-- START Data for the task --

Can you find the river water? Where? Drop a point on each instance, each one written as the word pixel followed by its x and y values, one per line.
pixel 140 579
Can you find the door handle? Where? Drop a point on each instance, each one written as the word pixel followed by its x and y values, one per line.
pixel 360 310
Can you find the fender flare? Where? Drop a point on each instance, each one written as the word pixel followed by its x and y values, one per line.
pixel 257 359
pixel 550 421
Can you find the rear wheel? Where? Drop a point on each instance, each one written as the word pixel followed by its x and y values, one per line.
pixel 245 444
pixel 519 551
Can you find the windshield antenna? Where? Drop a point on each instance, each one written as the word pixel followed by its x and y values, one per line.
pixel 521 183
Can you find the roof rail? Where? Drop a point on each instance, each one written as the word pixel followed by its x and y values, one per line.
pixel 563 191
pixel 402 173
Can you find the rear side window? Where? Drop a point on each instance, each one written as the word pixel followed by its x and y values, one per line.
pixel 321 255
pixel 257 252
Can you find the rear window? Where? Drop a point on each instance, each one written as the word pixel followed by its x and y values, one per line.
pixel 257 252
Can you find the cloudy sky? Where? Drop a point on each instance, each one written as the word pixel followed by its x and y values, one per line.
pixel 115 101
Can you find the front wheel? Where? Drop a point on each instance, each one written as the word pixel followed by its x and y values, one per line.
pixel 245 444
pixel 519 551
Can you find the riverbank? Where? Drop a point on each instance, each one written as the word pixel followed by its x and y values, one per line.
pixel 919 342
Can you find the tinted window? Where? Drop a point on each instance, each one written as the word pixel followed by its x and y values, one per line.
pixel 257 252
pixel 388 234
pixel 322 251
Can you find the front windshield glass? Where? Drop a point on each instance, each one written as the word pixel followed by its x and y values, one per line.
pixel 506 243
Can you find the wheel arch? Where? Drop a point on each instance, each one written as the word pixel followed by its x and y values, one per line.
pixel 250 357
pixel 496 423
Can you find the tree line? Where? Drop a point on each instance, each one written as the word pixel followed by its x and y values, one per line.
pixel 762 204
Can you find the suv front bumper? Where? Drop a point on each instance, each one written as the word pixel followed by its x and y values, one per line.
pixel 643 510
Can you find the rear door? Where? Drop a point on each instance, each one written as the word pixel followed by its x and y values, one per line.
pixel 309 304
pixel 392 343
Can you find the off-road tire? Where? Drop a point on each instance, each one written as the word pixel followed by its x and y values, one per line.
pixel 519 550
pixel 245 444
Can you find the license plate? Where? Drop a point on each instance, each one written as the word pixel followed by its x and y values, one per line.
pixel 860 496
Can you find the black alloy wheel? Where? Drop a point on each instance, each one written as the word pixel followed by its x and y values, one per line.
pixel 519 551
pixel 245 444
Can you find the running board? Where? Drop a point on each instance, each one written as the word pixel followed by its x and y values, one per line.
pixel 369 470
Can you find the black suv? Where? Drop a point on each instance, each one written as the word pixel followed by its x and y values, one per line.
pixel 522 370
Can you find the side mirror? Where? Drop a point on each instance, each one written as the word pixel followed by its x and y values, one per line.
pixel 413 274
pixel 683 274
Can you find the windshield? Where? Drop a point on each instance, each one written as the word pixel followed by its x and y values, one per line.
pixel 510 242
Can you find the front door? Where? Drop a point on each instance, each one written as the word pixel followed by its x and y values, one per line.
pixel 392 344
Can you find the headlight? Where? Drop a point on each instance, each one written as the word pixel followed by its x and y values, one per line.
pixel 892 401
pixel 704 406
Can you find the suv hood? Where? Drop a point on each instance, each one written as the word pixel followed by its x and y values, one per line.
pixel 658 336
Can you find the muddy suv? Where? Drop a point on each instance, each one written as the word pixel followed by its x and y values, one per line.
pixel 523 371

-- END Data for the task --

# What is asked
Reproduce every line of the listing above verbatim, with no changes of any kind.

# Result of the task
Can you find the river water? Where? Drop a point on each instance, each one written as the word pixel followed by its x and y values, one per line.
pixel 140 579
Can you find the door handle? Where? Drop a point on each instance, each one written as the word pixel followed by its x and y values, one per line.
pixel 360 310
Can you find the fender flare? Where? Drop a point on each instance, each one written as the word pixel followed by its x and y values, one per line.
pixel 257 359
pixel 550 421
Can you find the rear wheel? Where? Drop a point on each instance, each one written as the word pixel followed by its x and y values, one per line.
pixel 245 444
pixel 519 551
Can you find the windshield antenna? Where? Drop a point on each instance, each one written as the word pixel followed by its x and y values, one per line.
pixel 521 183
Can you find the roof rail? Where? Drop a point on each instance, each one written as the word pixel followed by its x and y values, one per line.
pixel 563 191
pixel 402 173
Can you find the rear side window? Where? Drop a point on each instance, each one written as the word pixel followed by its x and y values, one per line.
pixel 321 255
pixel 257 252
Can you find the rear window? Where? Drop a point on each instance, each one written as the word pixel followed by its x and y values, one per line.
pixel 257 252
Can you find the cloudy sky? Where? Drop a point on each instance, each one written as the word pixel followed by its x and y values, one per line.
pixel 115 101
Can you find the front wheel? Where? Drop a point on each instance, each one written as the word pixel followed by its x and y values, one per line.
pixel 245 444
pixel 519 551
Can you find the riverbank? Where? Drop a point on each instance, each one written as the word pixel followed by its x and y values, one per line.
pixel 919 342
Can you find the tinted window? Where? Drop a point on each instance, each one written as the word pixel followed by its x and y values, one per line.
pixel 257 252
pixel 388 234
pixel 322 251
Can you find the front windshield glass? Where? Drop a point on each instance, each one written as the word pixel followed by its x and y values, one per line.
pixel 506 243
Can you find the wheel arch? Where? Drop a point on each instance, each one written as the word pixel followed by its x and y values, one per line.
pixel 250 357
pixel 496 423
Can you find the tree line? Where? Drop a point on each instance, each one written as the word pixel followed by its x and y values, one per line.
pixel 762 204
Can you find the suv front bumper? Where? Drop a point on each instance, each one written as the word pixel followed by its x and y values, one per line.
pixel 643 510
Can you find the rear door? Where? Drop a point on each instance, each one written as the word pixel followed by its x and y values, one per line.
pixel 309 304
pixel 392 343
Can you find the off-road tire? Where? Drop a point on each instance, each one written as the word pixel followed by its x and y values, one per line.
pixel 519 550
pixel 245 444
Can you find the license plate? Where? Drop a point on each instance, each one written as the word pixel followed by its x and y values, one per line.
pixel 860 496
Can you find the black alloy wheel? Where? Drop a point on each instance, each one written as the word pixel followed by its x and y values, one per line.
pixel 519 551
pixel 245 444
Can you find the running board? Where? Drop a point on each instance, each one written as the word pixel followed by its x and y values, one per line.
pixel 369 470
Can you find the black suv? Where? Drop a point on each instance, each one written as the word pixel followed by its x and y values, one per line.
pixel 522 370
Can you find the side mirror? Where? Drop a point on each instance, each one written as the word pixel followed by its x and y values, one per line.
pixel 413 274
pixel 683 274
Can you find the windshield? Where? Drop a point on each instance, each one written as the word pixel followed by its x and y values, one per line.
pixel 510 242
Can you find the front door? Where? Drop a point on each instance, each one written as the word pixel followed by its x and y values, one per line.
pixel 392 344
Can you find the headlight? Where? Drop a point on each instance, each one written as the word pixel followed by its x and y values, one per line.
pixel 892 401
pixel 704 406
Can you find the suv hood? Where? Drop a point on each instance, each one written as the word pixel followed by its x and y values, one per line.
pixel 658 336
Can you find the muddy suv? Where? Drop a point on each instance, each one written as the word pixel followed by its x and y values, one per line.
pixel 523 371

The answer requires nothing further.